What the task asks: Reproduce the data below in full. Nothing should differ from the original.

Segment Start: Extracted data

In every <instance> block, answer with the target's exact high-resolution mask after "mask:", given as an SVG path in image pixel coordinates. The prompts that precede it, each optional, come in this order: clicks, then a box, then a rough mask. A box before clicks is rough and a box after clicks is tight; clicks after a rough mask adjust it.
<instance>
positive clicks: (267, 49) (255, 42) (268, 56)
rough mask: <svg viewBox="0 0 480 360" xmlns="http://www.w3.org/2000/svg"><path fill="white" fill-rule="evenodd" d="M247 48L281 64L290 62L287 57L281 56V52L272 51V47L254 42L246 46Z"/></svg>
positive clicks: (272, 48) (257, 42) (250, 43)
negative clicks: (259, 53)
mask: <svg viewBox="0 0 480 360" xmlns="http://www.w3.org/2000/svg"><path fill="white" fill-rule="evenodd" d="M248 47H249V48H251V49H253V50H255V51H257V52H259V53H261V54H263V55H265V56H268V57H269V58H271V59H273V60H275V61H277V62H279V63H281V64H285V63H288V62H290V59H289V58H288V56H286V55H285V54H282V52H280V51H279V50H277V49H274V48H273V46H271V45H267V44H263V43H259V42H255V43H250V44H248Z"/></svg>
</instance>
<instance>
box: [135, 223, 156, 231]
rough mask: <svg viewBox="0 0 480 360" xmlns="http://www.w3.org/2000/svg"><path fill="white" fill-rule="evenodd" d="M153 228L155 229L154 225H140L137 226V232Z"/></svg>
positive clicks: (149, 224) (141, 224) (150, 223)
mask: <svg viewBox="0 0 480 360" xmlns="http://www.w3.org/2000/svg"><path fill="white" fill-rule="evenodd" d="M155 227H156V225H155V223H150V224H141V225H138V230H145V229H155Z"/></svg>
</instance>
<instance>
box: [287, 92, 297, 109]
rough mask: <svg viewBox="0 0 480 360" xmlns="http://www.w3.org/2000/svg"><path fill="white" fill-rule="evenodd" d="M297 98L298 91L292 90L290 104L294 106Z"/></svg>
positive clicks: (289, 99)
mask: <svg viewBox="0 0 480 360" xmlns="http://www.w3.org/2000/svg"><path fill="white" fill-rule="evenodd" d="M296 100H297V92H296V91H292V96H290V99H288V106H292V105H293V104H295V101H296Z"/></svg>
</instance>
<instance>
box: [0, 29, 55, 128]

Segment End: Extracted data

Output:
In every <instance> block, answer with the target's exact high-resolution mask after "mask:", given as an SVG path in image pixel coordinates. The prompts that precede it, each optional, come in this order: clicks, then a box, then a rough mask. A box before clicks is rough and a box after clicks is tight; clicks after a rough mask adjust it.
<instance>
positive clicks: (267, 49) (255, 42) (268, 56)
rough mask: <svg viewBox="0 0 480 360" xmlns="http://www.w3.org/2000/svg"><path fill="white" fill-rule="evenodd" d="M247 48L281 64L290 62L287 57L281 56V52L272 51V47L254 42L246 46Z"/></svg>
positive clicks: (272, 48) (257, 42) (250, 43)
negative clicks: (259, 53)
mask: <svg viewBox="0 0 480 360" xmlns="http://www.w3.org/2000/svg"><path fill="white" fill-rule="evenodd" d="M248 47H249V48H251V49H253V50H255V51H257V52H259V53H261V54H263V55H265V56H268V57H269V58H271V59H273V60H275V61H277V62H279V63H281V64H285V63H288V62H290V59H289V58H288V56H286V55H285V54H282V52H280V51H279V50H277V49H274V48H273V46H271V45H267V44H263V43H259V42H255V43H250V44H248Z"/></svg>
</instance>
<instance>
box: [135, 223, 156, 231]
rough mask: <svg viewBox="0 0 480 360" xmlns="http://www.w3.org/2000/svg"><path fill="white" fill-rule="evenodd" d="M153 228L155 229L154 225H140L137 226V232Z"/></svg>
positive clicks: (149, 224) (141, 224) (150, 223)
mask: <svg viewBox="0 0 480 360" xmlns="http://www.w3.org/2000/svg"><path fill="white" fill-rule="evenodd" d="M155 227H156V225H155V223H150V224H141V225H138V230H145V229H155Z"/></svg>
</instance>
<instance>
box: [287, 92, 297, 109]
rough mask: <svg viewBox="0 0 480 360" xmlns="http://www.w3.org/2000/svg"><path fill="white" fill-rule="evenodd" d="M297 98L298 91L292 90L290 104L294 106Z"/></svg>
positive clicks: (289, 99)
mask: <svg viewBox="0 0 480 360" xmlns="http://www.w3.org/2000/svg"><path fill="white" fill-rule="evenodd" d="M296 100H297V92H296V91H292V96H290V99H288V106H292V105H293V104H295V101H296Z"/></svg>
</instance>
<instance>
box: [0, 29, 55, 128]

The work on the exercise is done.